### Kutipan dokumen
___

Fenomena adanya kejanggalan dalam besar kecilnya anggaran Bansos juga
terjadi setiap tahunnya. Dari tahun ke tahun selalu ditemukan provinsi yang memiliki
angka kamiskinan rendah memiliki anggaran dana Bansos yang lebih tinggi
dibanding provinsi yang angka kemiskinannya tinggi. Ataupun sebaliknya, provinsi
yang memiliki angka kamiskinan tinggi justru memiliki anggaran dana Bansos yang
lebih rendah dibanding provinsi yang angka kemiskinannya rendah. Pada tabel 1.2
dapat dicermati pula mengenai angka kemiskinan tahun 2008 dengan anggaran dana
Bansos tahun 2009. Provinsi Maluku memiliki angka kemiskinan 29,66%
mempunyai besaran anggaran dana Bansos 2,10%. Provinsi Nusa Tenggara Timur
yang angka kemiskinannya 25,65% memiliki anggaran dana Bansos 1,85%. Provinsi
Riau yang angka kemiskinannya jauh berada dibawah Maluku dan NTT yaitu 10,63%
memiliki anggaran Bansos 4,77% dari total anggaran Belanja daerah mereka. Begitu
juga dengan Kalimantan Selatan memiliki angka kemiskinan 6,48% dan Provinsi Bali
dibawahnya yaitu 6,17% memiliki anggaran Bansos yang cukup besar juga. Untuk
Kalimantan Selatan memiliki angka 2,74% dan Bali 5,47%. Pola yang tidak teratur
kembali ditunjukan pada tabel ini.
18
Pada tabel 1.3 juga terdapat temuan yang tidak jauh berbeda dari analisis tabel
sebelumnya. Pada Tabel ini tidak jauh berbeda dari pola tabel sebelumnya. Provinsi
NTT misalnya yang memiliki angka kemiskinan 23,31% lalu Sulawesi Tenggara
sebesar 18,93% dan Bengkulu 18,59%. Provinsi tersebut memiliki anggaran dana
Bansos yang bisa dibilang tidak terlalu besar. Untuk NTT memiliki anggaran dana
Bansos 1,84% dari total Belanja mereka. lalu Bengkulu 1,32% dan Sulawesi
Tenggara 0,63%. Angka yang cukup ekstrim terjadi pada provinsi Bali misalnya yang
memiliki persentase anggaran dana Bansos tertinggi yaitu 5,04% hanya memiliki
angka kemiskinan 5,13%. Begitu pula dengan Riau yang angka kemiskinannya
9,48% memiliki persentase anggaran dana Bansos 4,27%.
Pada tabel 1.4 apabila kita perhatikan masih banyak temuan yang sama
dengan analisis tabel sebelumnya. Hal tersebut selalu terjadi dari tahun ke tahun
bahwa naik turunnya besaran angka anggaran dana Bansos selalu tidak dapat
diprediksi. Provinsi Kepulauan Riau memiliki angka anggaran Bansos tertinggi yaitu
4,66% dengan angka kemiskinan 8,05%. Provinsi Bali juga memiliki angka anggaran
Bansos yang tinggi pula sebesar 4,28% dengan angka kemiskinan 4,88%. Namun
provinsi yang memiliki angka kemiskinan tinggi seperti Maluku contohnya hanya
memiliki anggaran Bansos 1,67% saja. Atau dengan Provinsi Bengkulu yang angka
kemiskinannya 18,30% memiliki anggaran Bansos hanya 1,25% dan Sulawesi
Tenggara dengan angka kemiskinan 17,05% hanya memiliki anggaran Bansos 0,7%.

___

### Informasi yang diberikan

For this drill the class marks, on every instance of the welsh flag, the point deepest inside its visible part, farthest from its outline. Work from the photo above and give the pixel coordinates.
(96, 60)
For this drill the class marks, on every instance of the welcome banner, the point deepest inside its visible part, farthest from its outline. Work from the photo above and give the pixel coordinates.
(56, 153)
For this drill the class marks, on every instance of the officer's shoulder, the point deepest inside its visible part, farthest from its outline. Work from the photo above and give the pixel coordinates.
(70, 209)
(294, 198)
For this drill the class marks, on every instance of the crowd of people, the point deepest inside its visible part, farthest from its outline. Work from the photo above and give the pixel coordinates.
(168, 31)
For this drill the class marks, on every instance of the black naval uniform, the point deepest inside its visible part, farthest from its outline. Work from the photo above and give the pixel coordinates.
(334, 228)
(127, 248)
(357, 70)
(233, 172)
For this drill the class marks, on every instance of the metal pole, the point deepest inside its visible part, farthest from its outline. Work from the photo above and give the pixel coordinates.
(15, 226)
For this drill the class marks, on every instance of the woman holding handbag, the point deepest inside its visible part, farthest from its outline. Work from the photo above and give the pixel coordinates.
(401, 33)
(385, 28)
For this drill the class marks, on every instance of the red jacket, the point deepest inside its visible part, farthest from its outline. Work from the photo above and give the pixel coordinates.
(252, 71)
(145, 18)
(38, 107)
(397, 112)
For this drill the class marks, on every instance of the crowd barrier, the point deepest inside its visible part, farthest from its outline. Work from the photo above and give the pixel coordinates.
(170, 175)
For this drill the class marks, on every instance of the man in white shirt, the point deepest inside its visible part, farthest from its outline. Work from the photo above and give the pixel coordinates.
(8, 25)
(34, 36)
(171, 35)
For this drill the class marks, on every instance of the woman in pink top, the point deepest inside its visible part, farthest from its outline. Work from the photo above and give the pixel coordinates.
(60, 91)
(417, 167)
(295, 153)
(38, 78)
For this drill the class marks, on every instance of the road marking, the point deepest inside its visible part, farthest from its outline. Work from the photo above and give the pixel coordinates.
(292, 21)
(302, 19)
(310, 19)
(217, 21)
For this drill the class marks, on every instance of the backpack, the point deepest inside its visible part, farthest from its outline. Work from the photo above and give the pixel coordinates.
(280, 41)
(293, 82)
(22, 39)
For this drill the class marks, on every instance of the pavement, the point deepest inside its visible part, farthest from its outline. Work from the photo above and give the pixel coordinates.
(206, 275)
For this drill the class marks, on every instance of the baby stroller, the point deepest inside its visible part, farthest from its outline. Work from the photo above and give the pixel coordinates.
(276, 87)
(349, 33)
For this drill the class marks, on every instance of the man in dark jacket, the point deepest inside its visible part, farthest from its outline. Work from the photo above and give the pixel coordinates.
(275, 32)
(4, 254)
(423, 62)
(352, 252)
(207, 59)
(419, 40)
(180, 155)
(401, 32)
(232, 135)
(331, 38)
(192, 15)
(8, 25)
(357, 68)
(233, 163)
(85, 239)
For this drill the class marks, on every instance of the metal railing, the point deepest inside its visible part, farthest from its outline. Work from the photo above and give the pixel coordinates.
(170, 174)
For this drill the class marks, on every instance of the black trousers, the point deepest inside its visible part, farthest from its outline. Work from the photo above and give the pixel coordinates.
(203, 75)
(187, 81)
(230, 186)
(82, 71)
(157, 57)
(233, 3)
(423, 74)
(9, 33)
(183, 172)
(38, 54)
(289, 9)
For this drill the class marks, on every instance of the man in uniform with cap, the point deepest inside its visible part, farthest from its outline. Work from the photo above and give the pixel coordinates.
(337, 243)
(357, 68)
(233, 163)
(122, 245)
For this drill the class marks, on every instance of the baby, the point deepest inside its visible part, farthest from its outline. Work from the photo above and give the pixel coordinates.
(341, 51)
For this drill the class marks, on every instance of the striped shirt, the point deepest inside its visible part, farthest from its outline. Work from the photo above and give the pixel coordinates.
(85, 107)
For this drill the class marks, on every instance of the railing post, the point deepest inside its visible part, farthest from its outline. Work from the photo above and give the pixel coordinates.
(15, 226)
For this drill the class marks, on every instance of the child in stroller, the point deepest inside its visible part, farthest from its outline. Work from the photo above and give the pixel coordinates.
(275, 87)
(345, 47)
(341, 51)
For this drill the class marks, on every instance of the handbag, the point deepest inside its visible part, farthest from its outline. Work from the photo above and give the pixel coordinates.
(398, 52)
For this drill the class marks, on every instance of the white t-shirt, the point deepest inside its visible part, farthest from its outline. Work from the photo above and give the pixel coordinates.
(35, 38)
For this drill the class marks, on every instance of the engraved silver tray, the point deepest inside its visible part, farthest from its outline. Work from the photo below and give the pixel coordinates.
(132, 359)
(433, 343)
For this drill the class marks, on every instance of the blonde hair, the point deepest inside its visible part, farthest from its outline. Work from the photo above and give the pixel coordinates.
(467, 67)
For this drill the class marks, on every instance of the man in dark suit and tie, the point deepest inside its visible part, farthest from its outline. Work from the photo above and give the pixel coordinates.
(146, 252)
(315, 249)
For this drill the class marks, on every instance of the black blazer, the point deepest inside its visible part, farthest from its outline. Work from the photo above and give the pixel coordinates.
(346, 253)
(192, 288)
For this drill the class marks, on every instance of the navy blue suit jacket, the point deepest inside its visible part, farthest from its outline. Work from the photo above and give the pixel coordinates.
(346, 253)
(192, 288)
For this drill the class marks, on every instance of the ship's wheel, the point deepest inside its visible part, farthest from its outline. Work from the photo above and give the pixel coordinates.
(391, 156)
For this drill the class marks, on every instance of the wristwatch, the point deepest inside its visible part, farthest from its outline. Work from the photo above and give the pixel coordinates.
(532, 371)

___

### Perintah tugas
Lanjutkan kutipan dokumen tentang anggaran Bansos dan angka kemiskinan provinsi, mulai setelah kalimat terakhirnya.

### Jawaban yang diharapkan
Bukankah perbandingan tersebut bisa dibilang cukup ekstrim apabila kita cermati.
Hal tersebut juga terjadi di banyak provinsi apabila dilihat lebih detail dan terperinci.
Uji normalitas
Langkah berikutnya yang dilakukan adalah melakukan uji normalitas
Kolmogorov Smirnov dan Shappiro Wilk. Dalam uji normalitas ini digunakan
presentase penduduk miskin di setiap daerahnya untuk mengurangi bias angka
kemiskinan, yaitu dengan membagi antara jumlah penduduk miskin dengan jumlah
19
seluruh penduduk provinsi tersebut lalu dikalikan 100. Dan untuk anggaran dana
Bansos akan dibagi dengan jumlah anggaran belanja provinsi tersebut dan dikalikan
100.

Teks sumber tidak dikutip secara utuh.